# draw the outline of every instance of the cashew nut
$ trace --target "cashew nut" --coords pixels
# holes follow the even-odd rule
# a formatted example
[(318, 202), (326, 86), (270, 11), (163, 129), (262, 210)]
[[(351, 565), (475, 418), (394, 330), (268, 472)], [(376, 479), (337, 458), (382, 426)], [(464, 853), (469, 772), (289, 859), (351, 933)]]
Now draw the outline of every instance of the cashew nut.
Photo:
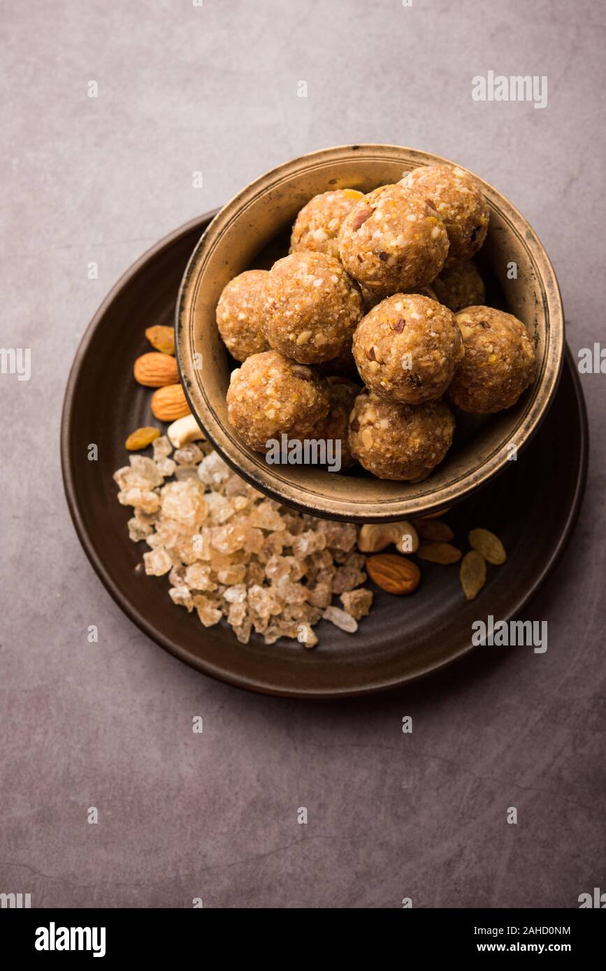
[(166, 434), (175, 449), (183, 448), (187, 442), (197, 442), (201, 438), (206, 438), (193, 415), (185, 415), (184, 419), (177, 419), (172, 425), (169, 425)]
[(402, 522), (367, 522), (357, 534), (360, 552), (381, 552), (391, 543), (400, 552), (415, 552), (419, 548), (417, 530), (405, 519)]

━━━━━━━━━━━━━━━━━━━━━━━━━━━━━━

### Request
Turn every line of the records above into a numbered list, skipping blank lines. Leave the pictures out.

### Task solution
1. # draw the outline of every instance of the cashew nut
2. $ trace --target "cashew nut" --coords pixels
3. # holes follow the even-odd rule
4. # a formatted example
5. [(318, 202), (326, 86), (270, 11), (163, 129), (262, 210)]
6. [[(351, 565), (475, 418), (394, 330), (268, 472)], [(376, 479), (337, 458), (382, 426)], [(464, 853), (469, 772), (289, 859), (351, 933)]]
7. Now draw the outline of every instance of the cashew nut.
8. Photo:
9. [(166, 434), (175, 449), (183, 448), (187, 442), (197, 442), (201, 438), (206, 438), (193, 415), (185, 415), (184, 419), (177, 419), (172, 425), (169, 425)]
10. [(402, 522), (367, 522), (357, 534), (360, 552), (381, 552), (391, 543), (400, 552), (415, 552), (419, 548), (417, 530), (405, 519)]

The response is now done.